12 augustus 2016

Theodore Dalrimple

Van zijn boek: "Leven aan de onderkant" word je niet vrolijk, hoewel het door het regelmatig gehanteerde intrument van het cynisme de lezer wel tot lachen zal dwingen. Dalrimple is psychiater in een achterstandswijk in Engeland. Hij werkt zowel in een ziekenhuis als in het 800 meter verderop liggend gevangeniscomplex. Hij beschrijft de subcultuur van de onderkant van de samenleving; de haren rijzen je te berge. Maar hij analyseert ook door welk proces het zo gekomen is en doet dat genadeloos; het ligt aan de manier waarop de welvaartmaatschappij met haar kanslozen omgaat; door allerlei ondersteuningstrajecten waarbij feitelijk niets van de betrokkenen geëist wordt ontstaat een volstrekt doelloos leven waarin alcohol, huiselijk geweld, verwaarlozing, drugs en vooral criminaliteit de rol van zinvolle tijdsbesteding heeft overgenomen. Eén grote verveling; mensen die slechts in het heden leven en geen idee hebben over verleden of toekomst.

* Aangeleverde gegevens
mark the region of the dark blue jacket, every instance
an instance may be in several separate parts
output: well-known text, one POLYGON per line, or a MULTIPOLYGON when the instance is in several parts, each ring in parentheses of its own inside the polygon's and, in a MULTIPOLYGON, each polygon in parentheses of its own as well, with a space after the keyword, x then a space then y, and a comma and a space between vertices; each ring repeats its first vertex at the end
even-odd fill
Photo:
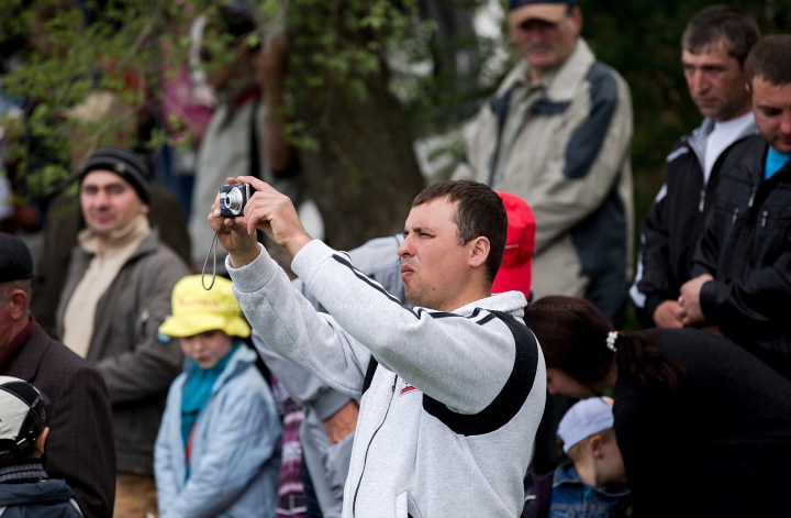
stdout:
POLYGON ((41 462, 0 466, 0 517, 81 518, 71 488, 45 476, 41 462))
POLYGON ((692 277, 711 274, 706 322, 791 379, 791 164, 764 180, 762 136, 738 144, 694 255, 692 277))

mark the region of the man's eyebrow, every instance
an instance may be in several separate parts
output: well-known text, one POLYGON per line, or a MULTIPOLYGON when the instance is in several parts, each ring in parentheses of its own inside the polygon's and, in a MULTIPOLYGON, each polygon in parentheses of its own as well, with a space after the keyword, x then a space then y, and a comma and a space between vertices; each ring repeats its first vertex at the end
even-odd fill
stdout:
POLYGON ((85 187, 93 187, 94 189, 109 189, 109 188, 113 188, 113 187, 123 187, 124 186, 120 181, 113 181, 111 184, 101 184, 101 185, 97 185, 97 184, 82 184, 82 185, 85 187))
MULTIPOLYGON (((428 227, 412 227, 411 231, 417 232, 417 233, 421 233, 421 232, 434 233, 434 231, 432 229, 430 229, 428 227)), ((410 229, 404 229, 404 232, 410 232, 410 229)))

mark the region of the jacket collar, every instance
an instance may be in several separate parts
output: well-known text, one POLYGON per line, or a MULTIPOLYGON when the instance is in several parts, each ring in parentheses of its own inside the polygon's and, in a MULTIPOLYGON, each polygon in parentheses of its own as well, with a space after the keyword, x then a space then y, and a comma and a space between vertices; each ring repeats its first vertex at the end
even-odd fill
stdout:
MULTIPOLYGON (((575 470, 573 463, 571 462, 560 464, 557 470, 555 470, 553 487, 558 487, 564 484, 583 484, 577 474, 577 470, 575 470)), ((610 498, 622 498, 630 493, 626 484, 606 484, 604 486, 589 486, 584 484, 584 486, 610 498)))
MULTIPOLYGON (((522 318, 524 316, 525 306, 527 306, 527 299, 525 299, 522 291, 505 291, 461 306, 452 312, 461 317, 470 317, 476 311, 486 309, 491 311, 502 311, 510 313, 513 317, 522 318)), ((428 311, 435 312, 434 310, 428 311)))
MULTIPOLYGON (((156 252, 157 244, 159 244, 159 229, 152 229, 151 233, 146 235, 143 241, 141 241, 141 244, 137 245, 137 250, 134 251, 134 253, 130 256, 130 258, 126 260, 126 263, 134 261, 138 257, 142 257, 144 255, 151 254, 153 252, 156 252)), ((81 256, 83 261, 90 260, 90 257, 93 256, 92 253, 86 252, 82 250, 81 246, 77 246, 75 249, 75 254, 81 256)), ((88 264, 86 263, 86 269, 88 268, 88 264)), ((82 272, 85 273, 85 272, 82 272)))
POLYGON ((786 164, 780 170, 768 180, 764 181, 764 169, 766 167, 766 155, 769 150, 769 143, 764 137, 755 139, 755 144, 745 152, 738 163, 738 167, 749 177, 753 185, 758 188, 762 184, 775 185, 778 181, 789 181, 791 177, 791 162, 786 164))
MULTIPOLYGON (((684 140, 689 143, 689 146, 692 148, 695 156, 698 157, 701 169, 705 169, 706 140, 709 139, 709 135, 711 135, 712 131, 714 131, 714 119, 712 119, 711 117, 706 117, 705 119, 703 119, 703 122, 701 122, 701 125, 692 130, 692 133, 684 137, 684 140)), ((758 126, 755 124, 755 121, 753 121, 747 128, 744 129, 744 131, 742 131, 738 137, 736 137, 734 144, 757 134, 758 126)))
POLYGON ((30 338, 33 335, 35 329, 36 321, 35 318, 33 318, 33 316, 31 315, 27 324, 22 328, 19 334, 16 334, 9 343, 7 343, 4 348, 0 349, 0 366, 2 366, 9 357, 13 356, 18 349, 23 348, 24 344, 27 343, 30 338))
MULTIPOLYGON (((33 319, 31 318, 31 320, 33 319)), ((14 377, 32 382, 38 372, 51 340, 41 326, 36 324, 25 343, 0 364, 0 372, 8 373, 13 368, 14 377)))

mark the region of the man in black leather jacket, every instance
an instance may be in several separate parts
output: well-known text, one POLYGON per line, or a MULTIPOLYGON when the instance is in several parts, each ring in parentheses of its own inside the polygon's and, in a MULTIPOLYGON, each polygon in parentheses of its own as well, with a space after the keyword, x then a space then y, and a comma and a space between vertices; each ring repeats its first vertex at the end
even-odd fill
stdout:
POLYGON ((756 45, 745 64, 761 136, 723 176, 681 287, 686 326, 718 326, 791 378, 791 35, 756 45))

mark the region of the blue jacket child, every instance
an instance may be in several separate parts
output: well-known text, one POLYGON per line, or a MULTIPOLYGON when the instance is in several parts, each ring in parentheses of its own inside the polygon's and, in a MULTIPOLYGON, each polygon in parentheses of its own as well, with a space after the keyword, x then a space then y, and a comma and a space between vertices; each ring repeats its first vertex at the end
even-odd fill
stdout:
POLYGON ((160 340, 178 337, 185 372, 168 393, 154 445, 160 518, 274 518, 281 429, 231 282, 199 275, 174 287, 160 340))
POLYGON ((49 433, 46 396, 33 385, 0 376, 0 516, 79 518, 74 492, 49 480, 41 456, 49 433))
POLYGON ((621 518, 631 516, 621 451, 613 430, 612 400, 589 398, 573 405, 558 426, 571 462, 554 475, 535 475, 522 518, 621 518))

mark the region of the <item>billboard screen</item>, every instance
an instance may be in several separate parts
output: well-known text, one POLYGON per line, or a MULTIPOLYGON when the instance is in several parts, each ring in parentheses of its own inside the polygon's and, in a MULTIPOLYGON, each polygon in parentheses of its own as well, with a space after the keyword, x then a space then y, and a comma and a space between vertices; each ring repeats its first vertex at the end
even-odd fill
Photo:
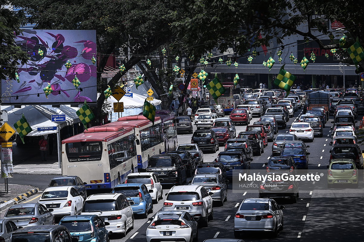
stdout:
POLYGON ((1 80, 2 103, 96 102, 96 30, 27 29, 16 44, 30 60, 18 66, 19 79, 1 80), (79 81, 73 81, 75 77, 79 81), (51 92, 47 96, 47 87, 51 92))

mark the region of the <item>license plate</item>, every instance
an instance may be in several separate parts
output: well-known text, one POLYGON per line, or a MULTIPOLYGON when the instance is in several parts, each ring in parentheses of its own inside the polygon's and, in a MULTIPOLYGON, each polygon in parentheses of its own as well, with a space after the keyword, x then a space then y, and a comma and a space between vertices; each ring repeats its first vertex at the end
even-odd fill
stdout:
POLYGON ((163 236, 171 236, 172 231, 163 231, 163 236))
POLYGON ((184 207, 178 206, 178 207, 176 207, 176 208, 177 209, 181 209, 182 210, 188 210, 189 207, 186 206, 184 206, 184 207))

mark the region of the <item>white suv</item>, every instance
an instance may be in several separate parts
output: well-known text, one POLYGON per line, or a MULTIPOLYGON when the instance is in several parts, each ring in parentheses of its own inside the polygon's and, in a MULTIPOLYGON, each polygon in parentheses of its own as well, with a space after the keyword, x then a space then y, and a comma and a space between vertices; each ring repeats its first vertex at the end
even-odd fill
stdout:
POLYGON ((125 183, 142 183, 145 185, 155 204, 163 198, 161 182, 154 172, 130 173, 127 176, 125 183))
POLYGON ((163 211, 185 211, 203 226, 214 218, 212 198, 214 194, 199 185, 174 186, 166 194, 163 211))
POLYGON ((134 227, 134 217, 130 203, 122 193, 103 193, 91 195, 85 201, 82 215, 98 215, 104 222, 105 227, 112 233, 121 233, 125 236, 129 229, 134 227))

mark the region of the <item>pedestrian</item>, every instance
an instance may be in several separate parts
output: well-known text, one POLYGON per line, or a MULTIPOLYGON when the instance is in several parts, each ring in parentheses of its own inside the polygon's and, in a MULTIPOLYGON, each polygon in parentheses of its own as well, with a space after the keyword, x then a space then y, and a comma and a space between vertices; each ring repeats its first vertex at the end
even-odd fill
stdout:
POLYGON ((42 136, 41 139, 39 140, 39 150, 40 151, 40 158, 42 161, 47 161, 47 145, 48 144, 47 140, 42 136))
POLYGON ((54 138, 54 134, 51 134, 48 135, 48 146, 49 147, 50 155, 51 155, 52 153, 53 152, 53 146, 54 145, 53 139, 54 138))

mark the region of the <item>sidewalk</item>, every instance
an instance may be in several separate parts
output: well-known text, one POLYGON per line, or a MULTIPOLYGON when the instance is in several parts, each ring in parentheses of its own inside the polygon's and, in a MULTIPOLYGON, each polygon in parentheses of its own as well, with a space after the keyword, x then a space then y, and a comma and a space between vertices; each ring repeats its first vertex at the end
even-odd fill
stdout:
POLYGON ((13 164, 14 173, 40 175, 60 175, 58 168, 57 148, 55 147, 52 155, 47 151, 47 160, 42 161, 39 146, 25 144, 18 146, 13 143, 13 164))

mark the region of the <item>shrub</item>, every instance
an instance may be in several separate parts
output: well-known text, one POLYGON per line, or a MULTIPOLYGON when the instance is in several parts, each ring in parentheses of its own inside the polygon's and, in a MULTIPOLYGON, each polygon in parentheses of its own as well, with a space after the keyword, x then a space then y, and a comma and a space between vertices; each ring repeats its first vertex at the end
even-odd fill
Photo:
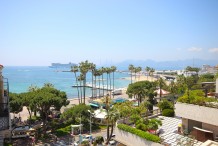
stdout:
POLYGON ((95 138, 96 144, 102 144, 104 142, 104 138, 102 136, 97 136, 95 138))
POLYGON ((158 103, 158 107, 160 108, 161 111, 163 111, 164 109, 173 109, 173 104, 168 100, 163 99, 158 103))
POLYGON ((70 134, 70 132, 71 132, 71 127, 67 126, 67 127, 64 127, 64 128, 57 129, 55 131, 55 134, 59 137, 59 136, 65 136, 67 134, 70 134))
POLYGON ((174 117, 174 110, 173 109, 164 109, 162 111, 162 115, 166 117, 174 117))
POLYGON ((142 130, 142 131, 147 131, 147 125, 143 124, 143 123, 139 123, 136 125, 136 129, 142 130))
POLYGON ((153 142, 160 142, 160 137, 158 137, 156 135, 153 135, 153 134, 150 134, 148 132, 145 132, 145 131, 130 127, 128 125, 119 124, 117 127, 119 129, 123 130, 123 131, 135 134, 135 135, 137 135, 137 136, 139 136, 141 138, 144 138, 146 140, 153 141, 153 142))

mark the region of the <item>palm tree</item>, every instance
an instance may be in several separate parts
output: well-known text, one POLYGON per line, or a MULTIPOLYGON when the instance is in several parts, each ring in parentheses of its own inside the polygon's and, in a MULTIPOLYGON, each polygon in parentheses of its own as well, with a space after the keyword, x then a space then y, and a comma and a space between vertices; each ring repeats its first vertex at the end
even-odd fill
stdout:
POLYGON ((110 74, 110 68, 106 67, 105 72, 107 73, 107 92, 108 92, 108 76, 110 74))
POLYGON ((111 132, 109 132, 110 134, 107 137, 106 144, 109 143, 109 141, 113 135, 114 125, 115 125, 116 121, 118 120, 118 118, 119 118, 119 113, 115 109, 109 110, 108 114, 106 115, 106 120, 108 120, 110 125, 111 125, 111 132))
POLYGON ((54 85, 52 83, 45 83, 44 87, 54 88, 54 85))
MULTIPOLYGON (((142 71, 142 68, 139 66, 136 68, 137 73, 139 73, 140 71, 142 71)), ((140 79, 140 74, 139 74, 139 79, 140 79)))
POLYGON ((130 71, 130 74, 131 74, 131 84, 132 84, 132 72, 134 70, 134 66, 132 64, 129 65, 129 71, 130 71))
POLYGON ((151 76, 152 76, 152 80, 153 80, 154 72, 155 72, 155 69, 154 69, 154 68, 151 68, 151 69, 150 69, 150 73, 151 73, 151 76))
POLYGON ((83 80, 83 99, 84 99, 84 104, 85 104, 85 96, 86 96, 86 74, 90 70, 90 64, 91 63, 89 63, 88 60, 86 60, 85 62, 80 62, 79 63, 80 72, 84 76, 84 80, 83 80))
MULTIPOLYGON (((99 97, 100 97, 100 92, 101 92, 101 75, 102 75, 102 72, 100 70, 98 70, 98 76, 99 76, 99 81, 98 81, 98 84, 99 84, 99 97)), ((104 87, 103 87, 103 90, 104 90, 104 87)))
POLYGON ((150 75, 150 70, 151 68, 146 66, 145 71, 147 72, 147 80, 148 80, 148 75, 150 75))
POLYGON ((160 101, 161 101, 161 97, 162 97, 162 87, 163 87, 164 85, 166 85, 166 83, 165 83, 165 81, 163 80, 163 78, 159 78, 159 79, 157 80, 157 83, 158 83, 159 89, 160 89, 160 101))
POLYGON ((102 88, 103 88, 103 96, 104 96, 104 73, 106 72, 105 68, 102 67, 100 70, 99 70, 100 74, 101 74, 101 77, 102 77, 102 88))
MULTIPOLYGON (((114 72, 117 70, 117 68, 115 66, 111 66, 111 71, 113 72, 113 91, 114 91, 114 72)), ((114 98, 114 94, 113 94, 113 98, 114 98)))
POLYGON ((81 95, 81 97, 80 97, 80 103, 82 103, 82 90, 84 89, 84 88, 82 88, 82 81, 84 81, 84 76, 83 76, 83 74, 80 74, 78 77, 77 77, 77 80, 79 81, 79 84, 80 84, 80 95, 81 95))
POLYGON ((78 69, 78 66, 77 66, 77 65, 71 66, 71 72, 74 72, 74 76, 75 76, 75 79, 76 79, 76 87, 77 87, 78 101, 79 101, 79 104, 80 104, 78 80, 77 80, 77 76, 76 76, 76 73, 77 73, 78 71, 79 71, 79 69, 78 69))
MULTIPOLYGON (((93 89, 93 76, 94 76, 93 71, 95 70, 96 65, 94 63, 90 63, 89 65, 90 65, 89 69, 91 70, 92 73, 92 89, 93 89)), ((93 90, 92 90, 92 97, 93 97, 93 90)))
POLYGON ((98 70, 97 69, 95 69, 94 71, 93 71, 93 75, 94 75, 94 77, 95 77, 95 87, 94 88, 92 88, 92 90, 94 90, 95 92, 94 92, 94 97, 97 97, 97 89, 96 89, 96 77, 98 76, 98 70))
POLYGON ((29 88, 28 88, 28 91, 29 92, 34 92, 34 91, 37 91, 38 89, 39 89, 39 87, 31 84, 31 86, 29 86, 29 88))

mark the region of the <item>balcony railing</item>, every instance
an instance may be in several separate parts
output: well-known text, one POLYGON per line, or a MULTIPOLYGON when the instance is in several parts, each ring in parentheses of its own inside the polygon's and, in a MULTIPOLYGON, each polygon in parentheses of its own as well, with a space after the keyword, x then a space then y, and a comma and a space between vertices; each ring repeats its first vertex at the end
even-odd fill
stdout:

* Jouw opdracht
Schrijf het volgende deel van de bespreking van "Leven aan de onderkant", aansluitend op de laatste zin van het tekstgedeelte.

* Antwoord hieronder
Op zeker moment heb je genoeg van de vuiligheid waarmee deze geneeskundige dagelijks wordt geconfronteerd en die hij de lezer zonder terughoudendheid in het gezicht werpt.
Ik weet niet wat ik ermee aan moet, maar word er niet vrolijk van. Maar voor de nuance moet je het wel lezen vind ik.
Het is net of je om de hoek kijkt bij een scène die je je nauwelijks kunt voorstellen en met je gezicht in een ijskoude, stinkende storm terecht komt met gruwelijke klanken en beelden die je niet kunt plaatsen.